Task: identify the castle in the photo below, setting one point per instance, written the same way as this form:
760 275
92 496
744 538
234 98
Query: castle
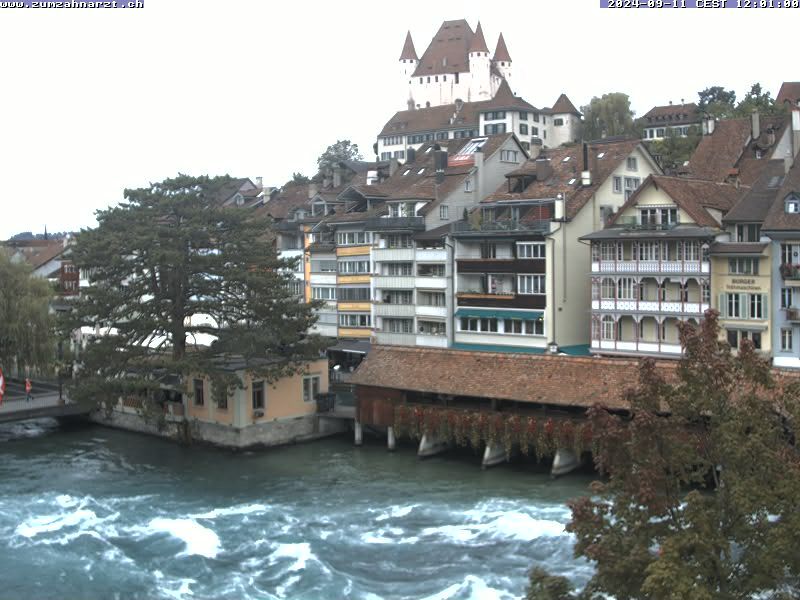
456 65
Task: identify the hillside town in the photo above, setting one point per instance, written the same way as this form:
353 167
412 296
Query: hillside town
489 225
537 291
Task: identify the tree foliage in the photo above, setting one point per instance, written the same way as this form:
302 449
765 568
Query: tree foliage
757 100
180 285
675 150
703 481
26 329
607 116
341 150
717 101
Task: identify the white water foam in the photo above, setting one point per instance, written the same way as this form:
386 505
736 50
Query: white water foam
471 587
300 553
246 509
199 540
396 512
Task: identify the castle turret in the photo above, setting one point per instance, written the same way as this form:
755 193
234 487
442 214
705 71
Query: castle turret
479 67
408 64
501 60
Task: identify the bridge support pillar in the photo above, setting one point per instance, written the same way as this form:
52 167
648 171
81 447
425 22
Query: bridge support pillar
430 445
493 455
564 462
391 443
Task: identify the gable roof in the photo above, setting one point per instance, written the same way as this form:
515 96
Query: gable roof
530 378
564 106
695 196
731 146
565 164
789 92
452 116
754 204
447 52
408 49
501 51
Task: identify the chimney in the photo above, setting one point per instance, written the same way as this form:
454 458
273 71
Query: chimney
558 208
440 164
755 127
536 148
479 173
586 174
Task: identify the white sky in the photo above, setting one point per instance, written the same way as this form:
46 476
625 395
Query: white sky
94 101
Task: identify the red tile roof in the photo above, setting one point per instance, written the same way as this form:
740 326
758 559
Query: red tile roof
408 49
478 43
789 92
501 51
564 106
695 196
447 52
673 114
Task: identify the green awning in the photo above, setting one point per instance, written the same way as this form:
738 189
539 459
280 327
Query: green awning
498 313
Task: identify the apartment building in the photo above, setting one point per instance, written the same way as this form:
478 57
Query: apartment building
651 265
519 263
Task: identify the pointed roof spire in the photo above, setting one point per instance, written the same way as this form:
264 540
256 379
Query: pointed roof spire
408 49
478 42
501 52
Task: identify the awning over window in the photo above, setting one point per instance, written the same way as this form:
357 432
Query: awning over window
496 313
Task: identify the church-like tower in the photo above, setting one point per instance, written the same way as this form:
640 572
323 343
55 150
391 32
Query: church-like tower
479 67
408 64
502 59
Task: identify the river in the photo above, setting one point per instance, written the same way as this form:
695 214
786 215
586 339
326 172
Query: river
98 513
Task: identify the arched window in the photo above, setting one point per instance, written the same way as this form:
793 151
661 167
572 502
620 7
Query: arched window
607 327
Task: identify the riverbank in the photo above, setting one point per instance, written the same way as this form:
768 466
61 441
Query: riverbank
96 512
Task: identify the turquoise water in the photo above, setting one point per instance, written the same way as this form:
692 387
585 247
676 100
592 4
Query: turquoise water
99 513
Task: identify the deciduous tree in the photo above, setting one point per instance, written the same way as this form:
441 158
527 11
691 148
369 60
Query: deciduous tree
607 116
181 285
26 328
703 480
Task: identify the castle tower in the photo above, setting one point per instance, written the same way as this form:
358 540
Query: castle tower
502 59
408 64
480 66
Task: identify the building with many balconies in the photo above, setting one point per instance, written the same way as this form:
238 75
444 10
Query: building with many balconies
650 267
519 263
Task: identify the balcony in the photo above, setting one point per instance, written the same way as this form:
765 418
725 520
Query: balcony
503 300
793 314
395 224
393 254
394 310
501 265
790 272
673 267
465 228
651 306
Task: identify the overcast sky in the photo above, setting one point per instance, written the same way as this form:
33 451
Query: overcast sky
94 101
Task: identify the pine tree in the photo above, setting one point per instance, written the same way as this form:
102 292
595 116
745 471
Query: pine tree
180 285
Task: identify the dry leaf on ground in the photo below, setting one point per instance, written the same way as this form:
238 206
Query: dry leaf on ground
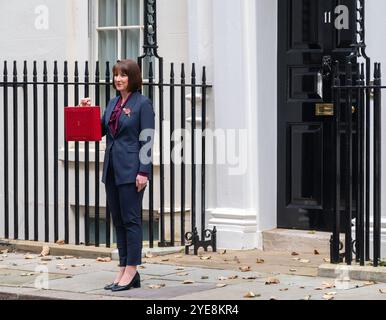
45 251
245 268
188 282
272 281
157 286
46 259
251 294
106 259
304 261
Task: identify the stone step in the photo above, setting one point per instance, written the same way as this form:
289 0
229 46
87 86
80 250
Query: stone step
284 240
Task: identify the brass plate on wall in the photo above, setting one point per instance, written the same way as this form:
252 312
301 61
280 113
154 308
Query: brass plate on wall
324 109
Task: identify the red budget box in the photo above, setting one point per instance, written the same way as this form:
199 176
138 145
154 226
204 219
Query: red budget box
82 124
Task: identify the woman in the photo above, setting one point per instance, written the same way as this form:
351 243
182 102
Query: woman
128 123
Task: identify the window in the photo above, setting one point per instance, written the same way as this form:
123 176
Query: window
118 31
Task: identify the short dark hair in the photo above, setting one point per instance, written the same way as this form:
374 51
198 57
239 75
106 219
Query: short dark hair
131 69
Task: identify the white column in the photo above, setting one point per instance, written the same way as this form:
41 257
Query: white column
235 107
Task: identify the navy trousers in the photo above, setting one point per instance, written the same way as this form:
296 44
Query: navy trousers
125 204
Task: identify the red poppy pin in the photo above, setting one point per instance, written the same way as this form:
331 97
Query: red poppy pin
127 111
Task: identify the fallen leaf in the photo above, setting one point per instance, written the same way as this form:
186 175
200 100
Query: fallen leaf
45 251
272 281
327 285
106 259
251 294
157 286
245 268
45 258
304 261
188 282
78 265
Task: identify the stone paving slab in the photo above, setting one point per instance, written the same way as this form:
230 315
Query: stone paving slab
17 278
213 276
83 282
171 290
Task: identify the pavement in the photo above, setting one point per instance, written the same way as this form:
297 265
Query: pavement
224 275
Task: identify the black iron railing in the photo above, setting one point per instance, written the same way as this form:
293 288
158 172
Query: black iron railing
43 169
357 104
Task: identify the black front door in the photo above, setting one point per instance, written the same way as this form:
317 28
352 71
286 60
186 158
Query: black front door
311 35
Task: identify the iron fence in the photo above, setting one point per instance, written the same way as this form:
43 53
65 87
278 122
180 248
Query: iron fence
41 160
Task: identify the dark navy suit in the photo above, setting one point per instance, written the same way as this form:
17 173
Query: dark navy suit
128 152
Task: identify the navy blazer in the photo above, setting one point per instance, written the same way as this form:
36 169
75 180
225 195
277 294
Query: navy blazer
131 152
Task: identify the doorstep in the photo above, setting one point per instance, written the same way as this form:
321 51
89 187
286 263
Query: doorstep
353 272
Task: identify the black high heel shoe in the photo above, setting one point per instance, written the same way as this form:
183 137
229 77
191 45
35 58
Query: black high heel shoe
135 283
111 286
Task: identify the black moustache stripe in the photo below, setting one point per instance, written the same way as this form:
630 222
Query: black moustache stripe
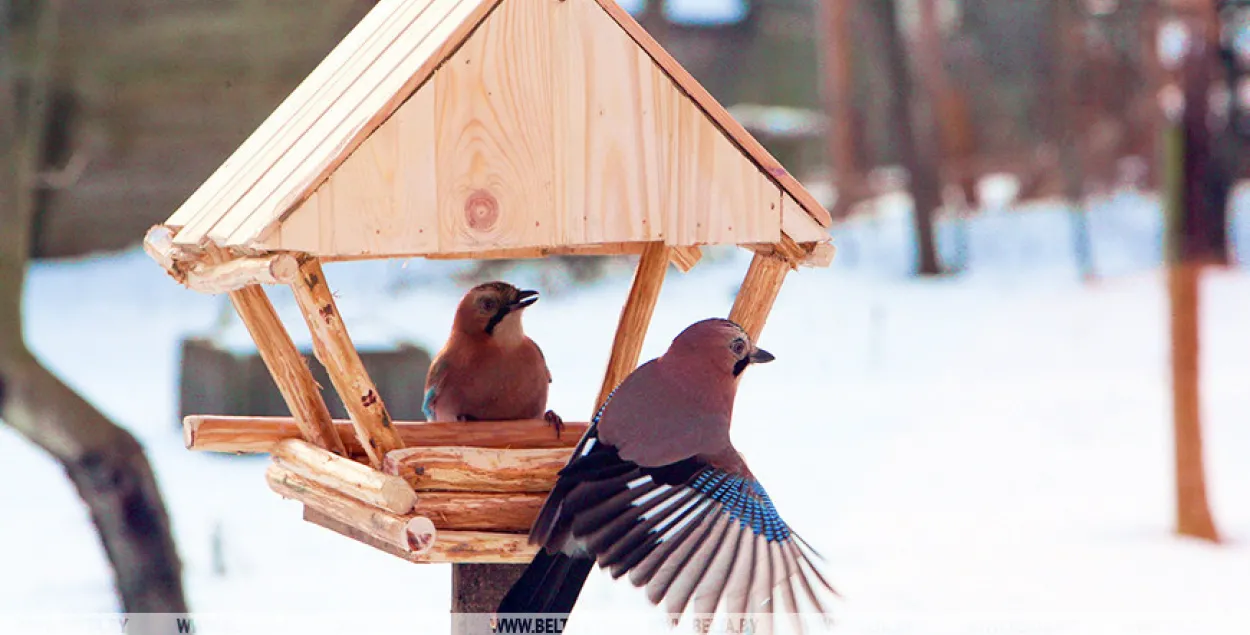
495 319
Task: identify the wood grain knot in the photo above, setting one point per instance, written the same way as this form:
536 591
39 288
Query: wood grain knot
481 210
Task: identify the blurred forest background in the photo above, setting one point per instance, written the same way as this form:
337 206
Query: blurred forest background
114 111
145 98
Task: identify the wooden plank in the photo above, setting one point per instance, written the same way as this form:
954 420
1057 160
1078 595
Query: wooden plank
334 349
608 173
480 511
476 469
304 96
685 258
714 194
213 275
821 255
749 145
796 224
340 78
635 318
449 546
258 434
333 138
759 290
345 476
376 93
288 368
380 201
494 144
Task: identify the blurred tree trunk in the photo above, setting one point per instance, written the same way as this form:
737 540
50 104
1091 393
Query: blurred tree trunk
1068 123
1208 183
839 96
105 463
1189 246
918 149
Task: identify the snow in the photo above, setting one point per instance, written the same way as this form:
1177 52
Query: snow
988 451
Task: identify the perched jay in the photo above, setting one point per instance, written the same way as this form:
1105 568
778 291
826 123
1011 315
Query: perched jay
489 370
656 490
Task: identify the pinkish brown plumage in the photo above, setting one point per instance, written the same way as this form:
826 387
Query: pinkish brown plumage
489 370
656 490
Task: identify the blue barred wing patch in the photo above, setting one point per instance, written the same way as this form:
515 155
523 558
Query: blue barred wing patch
426 404
744 500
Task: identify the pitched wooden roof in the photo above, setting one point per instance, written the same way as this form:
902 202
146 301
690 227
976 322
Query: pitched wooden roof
454 126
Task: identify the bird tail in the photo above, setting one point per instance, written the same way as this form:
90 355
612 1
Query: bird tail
549 585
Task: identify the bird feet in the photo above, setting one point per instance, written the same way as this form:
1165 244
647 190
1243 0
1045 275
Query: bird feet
554 421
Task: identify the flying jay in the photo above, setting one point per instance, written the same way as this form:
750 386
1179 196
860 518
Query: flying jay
489 370
655 489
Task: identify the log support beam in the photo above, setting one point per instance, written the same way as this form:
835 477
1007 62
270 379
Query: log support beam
344 475
288 368
759 290
408 534
334 349
258 434
635 316
478 469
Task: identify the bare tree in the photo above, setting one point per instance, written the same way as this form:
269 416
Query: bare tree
918 146
1191 243
104 461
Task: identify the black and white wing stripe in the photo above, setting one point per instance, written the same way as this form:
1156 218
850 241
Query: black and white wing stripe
690 534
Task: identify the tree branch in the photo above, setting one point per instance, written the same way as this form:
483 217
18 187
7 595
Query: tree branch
105 463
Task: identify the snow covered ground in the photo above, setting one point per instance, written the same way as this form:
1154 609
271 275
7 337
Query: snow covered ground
985 453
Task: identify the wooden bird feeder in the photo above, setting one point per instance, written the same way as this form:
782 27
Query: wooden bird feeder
468 129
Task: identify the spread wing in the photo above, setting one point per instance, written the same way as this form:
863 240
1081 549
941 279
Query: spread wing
689 533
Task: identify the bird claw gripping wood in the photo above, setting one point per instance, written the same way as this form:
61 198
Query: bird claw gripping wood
554 421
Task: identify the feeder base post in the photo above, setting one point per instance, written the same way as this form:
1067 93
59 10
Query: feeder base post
478 589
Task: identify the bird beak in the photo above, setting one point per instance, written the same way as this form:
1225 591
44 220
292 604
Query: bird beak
523 300
760 356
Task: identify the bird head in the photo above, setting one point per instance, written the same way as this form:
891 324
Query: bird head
720 344
494 310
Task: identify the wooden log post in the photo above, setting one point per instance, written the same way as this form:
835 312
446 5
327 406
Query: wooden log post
258 434
635 316
759 290
476 469
334 349
288 368
346 476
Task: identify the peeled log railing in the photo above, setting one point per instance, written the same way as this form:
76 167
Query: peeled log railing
456 493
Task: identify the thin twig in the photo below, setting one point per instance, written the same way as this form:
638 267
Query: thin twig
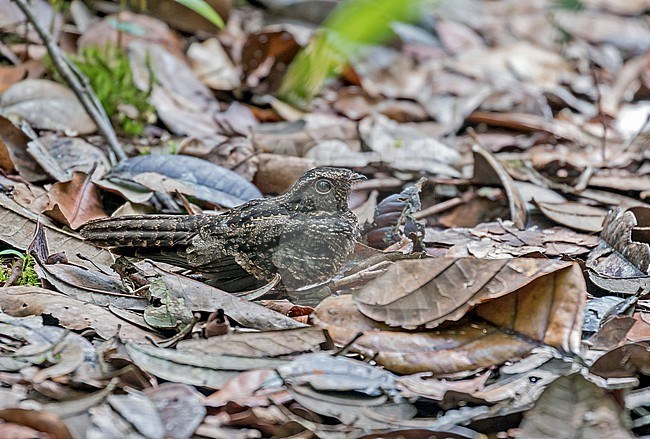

·····

Report every line of the listing above that contains the string "barred", treating uppercase and lowercase letters as distinct.

Task: identify the blue barred wing patch in the photo above, setting one point per instance, written the same way as this form:
Query: blue barred wing patch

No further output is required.